While investors understand that cell-based meat is a longer-term bet than plant-based meat, and fits more into the high risk, high reward category given its novelty, the total addressable market for both is clearly enormous – provided the products are good and the price is right – says Spears, a chemical engineer with a background in industrial automation.
“We’re very focused on automation, data science and bioprocess, and showing that the cost of making cultivated meat is continuing to decrease. We’ve got a high throughput platform that optimizes media, and we’ve validated different types of bioreactors, one of which was 200 liters, which I think is the biggest bioreactor that has been made specifically for cultivated meat.”
'There are a lot of ways to create a 3D structure'
While the nascency of the industry has meant most cell-based meat companies are vertically integrated, more third parties are now creating platforms to help cell-based meat startups, he says:
“We’ve seen a lot of players step in, so 3M has a whole team dedicated to optimizing media for cultivated meat, while Black & Veatch is interested in working with companies on industrial scale manufacturing.”
New Age Meats is looking at pork belly, bacon, and sausages, some of which present greater technical challenges than others, says Spears.
In all cases, he says, “[animal] fat is crucial, it’s where the flavor is, the mouthfeel, the smell. Just growing muscle and then adding a plant-based fat gives you a very different experience. Right now the most, straightforward solution if you’re making a simple product like a sausage is to grow muscle and fat cells separately, and then combine them at the end, but there are pros and cons to each method.”

» Record extracts:
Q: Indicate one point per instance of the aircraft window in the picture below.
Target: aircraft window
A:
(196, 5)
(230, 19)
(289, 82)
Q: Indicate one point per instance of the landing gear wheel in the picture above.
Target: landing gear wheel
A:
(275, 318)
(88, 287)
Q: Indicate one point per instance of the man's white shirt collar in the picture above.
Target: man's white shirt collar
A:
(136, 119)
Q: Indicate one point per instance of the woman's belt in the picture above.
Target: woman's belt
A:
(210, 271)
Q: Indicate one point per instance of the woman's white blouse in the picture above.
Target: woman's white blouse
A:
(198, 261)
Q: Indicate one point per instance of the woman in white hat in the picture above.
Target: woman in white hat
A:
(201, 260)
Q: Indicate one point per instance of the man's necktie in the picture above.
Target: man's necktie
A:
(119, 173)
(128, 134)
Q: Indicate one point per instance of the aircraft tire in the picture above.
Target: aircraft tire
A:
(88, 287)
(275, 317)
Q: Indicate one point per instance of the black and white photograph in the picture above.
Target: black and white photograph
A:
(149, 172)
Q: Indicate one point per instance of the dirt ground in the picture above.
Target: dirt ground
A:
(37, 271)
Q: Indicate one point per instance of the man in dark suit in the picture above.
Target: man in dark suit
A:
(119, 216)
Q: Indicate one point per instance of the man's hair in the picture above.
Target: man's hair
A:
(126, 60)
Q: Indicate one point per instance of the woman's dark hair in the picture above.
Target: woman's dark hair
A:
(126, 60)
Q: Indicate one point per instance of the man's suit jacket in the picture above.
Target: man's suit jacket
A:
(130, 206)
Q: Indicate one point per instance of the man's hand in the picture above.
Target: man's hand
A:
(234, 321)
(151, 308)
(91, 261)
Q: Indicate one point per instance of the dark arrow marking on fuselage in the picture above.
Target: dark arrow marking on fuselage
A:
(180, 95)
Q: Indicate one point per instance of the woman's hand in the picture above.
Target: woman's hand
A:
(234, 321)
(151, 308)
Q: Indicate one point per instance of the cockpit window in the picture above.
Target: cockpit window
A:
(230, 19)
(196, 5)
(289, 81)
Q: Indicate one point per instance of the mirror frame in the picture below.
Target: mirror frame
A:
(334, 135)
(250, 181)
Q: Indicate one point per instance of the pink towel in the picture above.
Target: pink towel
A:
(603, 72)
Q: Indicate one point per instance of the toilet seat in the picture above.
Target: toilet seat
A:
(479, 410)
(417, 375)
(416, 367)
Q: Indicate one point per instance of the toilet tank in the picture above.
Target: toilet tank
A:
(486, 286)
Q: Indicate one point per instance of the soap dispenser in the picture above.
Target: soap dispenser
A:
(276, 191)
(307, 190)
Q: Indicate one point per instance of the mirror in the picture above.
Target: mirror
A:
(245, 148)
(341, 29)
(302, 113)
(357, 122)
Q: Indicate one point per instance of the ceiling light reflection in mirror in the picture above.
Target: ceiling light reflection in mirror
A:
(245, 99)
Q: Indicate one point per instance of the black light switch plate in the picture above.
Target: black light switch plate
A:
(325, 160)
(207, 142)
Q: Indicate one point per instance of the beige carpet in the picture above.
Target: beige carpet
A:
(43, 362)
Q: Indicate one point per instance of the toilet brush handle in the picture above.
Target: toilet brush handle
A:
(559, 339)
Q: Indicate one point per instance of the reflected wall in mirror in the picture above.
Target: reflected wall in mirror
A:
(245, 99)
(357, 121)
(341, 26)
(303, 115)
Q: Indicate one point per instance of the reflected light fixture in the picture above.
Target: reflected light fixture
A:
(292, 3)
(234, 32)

» What you have to do:
Write out the part of the cell-based meat article starting with "While investors understand" and going on through "in industrial automation.". Draw only on the article about cell-based meat.

» Answer box:
While investors understand that cell-based meat is a longer-term bet than plant-based meat, and fits more into the high risk, high reward category given its novelty, the total addressable market for both is clearly enormous – provided the products are good and the price is right – says Spears, a chemical engineer with a background in industrial automation.